> [What is needed]
Reproduce exactly the line that includes "Where can the rock face" and all lines after it, ending with the last line of the data.

Stored items
+ + + +

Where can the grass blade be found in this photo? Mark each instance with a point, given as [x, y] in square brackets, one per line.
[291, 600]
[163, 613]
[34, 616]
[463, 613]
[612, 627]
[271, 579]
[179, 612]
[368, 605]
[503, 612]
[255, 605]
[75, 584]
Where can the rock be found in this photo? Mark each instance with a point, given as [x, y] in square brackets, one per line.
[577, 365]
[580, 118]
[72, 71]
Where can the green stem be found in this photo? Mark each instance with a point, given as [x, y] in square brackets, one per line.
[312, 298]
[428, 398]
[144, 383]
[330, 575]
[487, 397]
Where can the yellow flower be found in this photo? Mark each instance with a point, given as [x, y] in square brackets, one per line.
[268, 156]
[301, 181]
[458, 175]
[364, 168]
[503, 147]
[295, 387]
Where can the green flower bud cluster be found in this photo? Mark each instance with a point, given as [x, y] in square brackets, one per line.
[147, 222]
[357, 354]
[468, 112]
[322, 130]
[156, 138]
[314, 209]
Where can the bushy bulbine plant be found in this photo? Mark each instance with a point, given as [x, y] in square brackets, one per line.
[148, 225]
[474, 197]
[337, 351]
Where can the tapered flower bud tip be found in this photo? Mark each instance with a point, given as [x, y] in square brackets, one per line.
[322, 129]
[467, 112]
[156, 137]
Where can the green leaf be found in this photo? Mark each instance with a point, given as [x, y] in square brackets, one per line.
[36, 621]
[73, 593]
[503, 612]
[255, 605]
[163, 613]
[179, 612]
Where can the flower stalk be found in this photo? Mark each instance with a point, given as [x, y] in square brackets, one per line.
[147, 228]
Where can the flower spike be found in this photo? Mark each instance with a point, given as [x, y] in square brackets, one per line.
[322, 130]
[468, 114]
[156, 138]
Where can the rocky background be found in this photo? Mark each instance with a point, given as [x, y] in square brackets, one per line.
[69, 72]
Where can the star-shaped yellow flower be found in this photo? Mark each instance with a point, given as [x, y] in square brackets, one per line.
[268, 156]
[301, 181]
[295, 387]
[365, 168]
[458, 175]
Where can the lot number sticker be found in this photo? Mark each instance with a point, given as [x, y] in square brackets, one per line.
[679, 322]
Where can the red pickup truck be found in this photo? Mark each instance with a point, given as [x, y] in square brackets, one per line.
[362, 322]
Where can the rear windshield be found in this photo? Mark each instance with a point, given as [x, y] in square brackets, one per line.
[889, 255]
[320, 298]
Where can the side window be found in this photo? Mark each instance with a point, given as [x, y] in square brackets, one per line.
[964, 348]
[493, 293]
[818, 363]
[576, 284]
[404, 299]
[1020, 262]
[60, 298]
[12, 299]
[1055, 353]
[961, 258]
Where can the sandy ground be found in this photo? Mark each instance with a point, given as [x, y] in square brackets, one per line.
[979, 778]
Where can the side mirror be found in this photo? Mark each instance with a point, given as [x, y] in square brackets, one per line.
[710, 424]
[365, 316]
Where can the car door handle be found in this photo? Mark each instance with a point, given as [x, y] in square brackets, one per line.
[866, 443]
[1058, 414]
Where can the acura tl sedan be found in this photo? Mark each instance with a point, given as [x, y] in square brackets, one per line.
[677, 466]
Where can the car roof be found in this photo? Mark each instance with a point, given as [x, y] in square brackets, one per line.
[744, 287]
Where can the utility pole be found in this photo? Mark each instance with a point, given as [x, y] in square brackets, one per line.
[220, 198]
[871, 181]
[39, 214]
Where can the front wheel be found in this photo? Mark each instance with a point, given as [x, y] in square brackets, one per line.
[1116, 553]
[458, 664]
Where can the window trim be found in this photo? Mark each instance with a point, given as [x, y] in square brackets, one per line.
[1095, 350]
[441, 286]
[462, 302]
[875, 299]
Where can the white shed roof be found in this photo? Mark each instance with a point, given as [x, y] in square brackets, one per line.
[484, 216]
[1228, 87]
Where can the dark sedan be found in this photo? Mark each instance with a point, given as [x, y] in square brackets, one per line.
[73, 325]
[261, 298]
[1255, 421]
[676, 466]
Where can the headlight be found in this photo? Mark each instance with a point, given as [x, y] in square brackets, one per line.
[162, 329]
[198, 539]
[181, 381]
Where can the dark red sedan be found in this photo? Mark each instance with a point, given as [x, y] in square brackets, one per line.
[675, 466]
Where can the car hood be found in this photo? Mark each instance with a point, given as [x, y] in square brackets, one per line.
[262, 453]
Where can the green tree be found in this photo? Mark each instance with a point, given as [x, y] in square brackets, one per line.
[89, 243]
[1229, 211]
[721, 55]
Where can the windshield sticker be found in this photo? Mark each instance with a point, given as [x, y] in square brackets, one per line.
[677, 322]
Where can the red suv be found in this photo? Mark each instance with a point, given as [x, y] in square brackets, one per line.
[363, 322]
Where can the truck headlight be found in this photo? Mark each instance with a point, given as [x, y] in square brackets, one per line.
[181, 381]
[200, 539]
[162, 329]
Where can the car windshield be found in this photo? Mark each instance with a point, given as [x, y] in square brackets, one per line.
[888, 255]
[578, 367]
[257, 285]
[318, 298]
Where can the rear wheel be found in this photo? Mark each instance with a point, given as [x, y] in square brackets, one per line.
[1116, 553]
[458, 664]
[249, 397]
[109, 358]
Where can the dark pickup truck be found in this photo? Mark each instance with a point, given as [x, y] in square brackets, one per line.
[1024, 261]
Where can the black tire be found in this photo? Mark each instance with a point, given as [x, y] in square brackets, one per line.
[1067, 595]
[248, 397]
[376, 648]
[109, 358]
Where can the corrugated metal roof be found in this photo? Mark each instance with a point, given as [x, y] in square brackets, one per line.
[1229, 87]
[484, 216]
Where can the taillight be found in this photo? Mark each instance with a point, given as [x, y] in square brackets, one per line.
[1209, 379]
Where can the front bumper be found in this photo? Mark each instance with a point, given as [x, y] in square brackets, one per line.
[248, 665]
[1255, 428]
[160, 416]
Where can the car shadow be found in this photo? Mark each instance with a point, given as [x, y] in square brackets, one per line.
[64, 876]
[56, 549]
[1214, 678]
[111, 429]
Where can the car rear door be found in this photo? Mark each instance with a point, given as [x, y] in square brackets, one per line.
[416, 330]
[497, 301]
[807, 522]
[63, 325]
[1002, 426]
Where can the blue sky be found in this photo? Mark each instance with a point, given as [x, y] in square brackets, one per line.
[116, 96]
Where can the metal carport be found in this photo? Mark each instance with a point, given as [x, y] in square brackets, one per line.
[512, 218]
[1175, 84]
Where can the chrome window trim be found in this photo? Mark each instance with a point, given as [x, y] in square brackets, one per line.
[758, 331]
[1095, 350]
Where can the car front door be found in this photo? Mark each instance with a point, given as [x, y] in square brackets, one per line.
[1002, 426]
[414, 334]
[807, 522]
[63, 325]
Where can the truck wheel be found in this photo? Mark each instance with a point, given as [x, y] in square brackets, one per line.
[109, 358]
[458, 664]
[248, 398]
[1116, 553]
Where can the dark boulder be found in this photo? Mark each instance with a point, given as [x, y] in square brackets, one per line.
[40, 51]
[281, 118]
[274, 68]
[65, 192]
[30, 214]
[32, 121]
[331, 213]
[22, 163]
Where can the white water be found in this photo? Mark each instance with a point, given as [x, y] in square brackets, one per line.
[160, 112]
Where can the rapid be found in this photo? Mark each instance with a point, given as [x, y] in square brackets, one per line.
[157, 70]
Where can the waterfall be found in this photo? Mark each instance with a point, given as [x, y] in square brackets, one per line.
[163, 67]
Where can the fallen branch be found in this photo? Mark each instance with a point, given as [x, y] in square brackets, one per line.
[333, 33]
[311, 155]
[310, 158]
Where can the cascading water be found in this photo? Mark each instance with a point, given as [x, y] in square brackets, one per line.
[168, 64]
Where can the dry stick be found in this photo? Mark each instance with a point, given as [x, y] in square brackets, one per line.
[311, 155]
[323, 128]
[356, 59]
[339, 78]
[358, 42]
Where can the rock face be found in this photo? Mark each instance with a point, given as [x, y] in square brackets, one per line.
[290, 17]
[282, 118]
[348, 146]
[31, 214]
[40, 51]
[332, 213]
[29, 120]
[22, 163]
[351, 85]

+ + + +

> [Task answer]
Where can the rock face be found in this photo? Mark each instance with a point, given as [x, y] in square brackets, one per line.
[290, 17]
[282, 118]
[348, 146]
[31, 214]
[40, 51]
[332, 213]
[29, 120]
[22, 163]
[351, 85]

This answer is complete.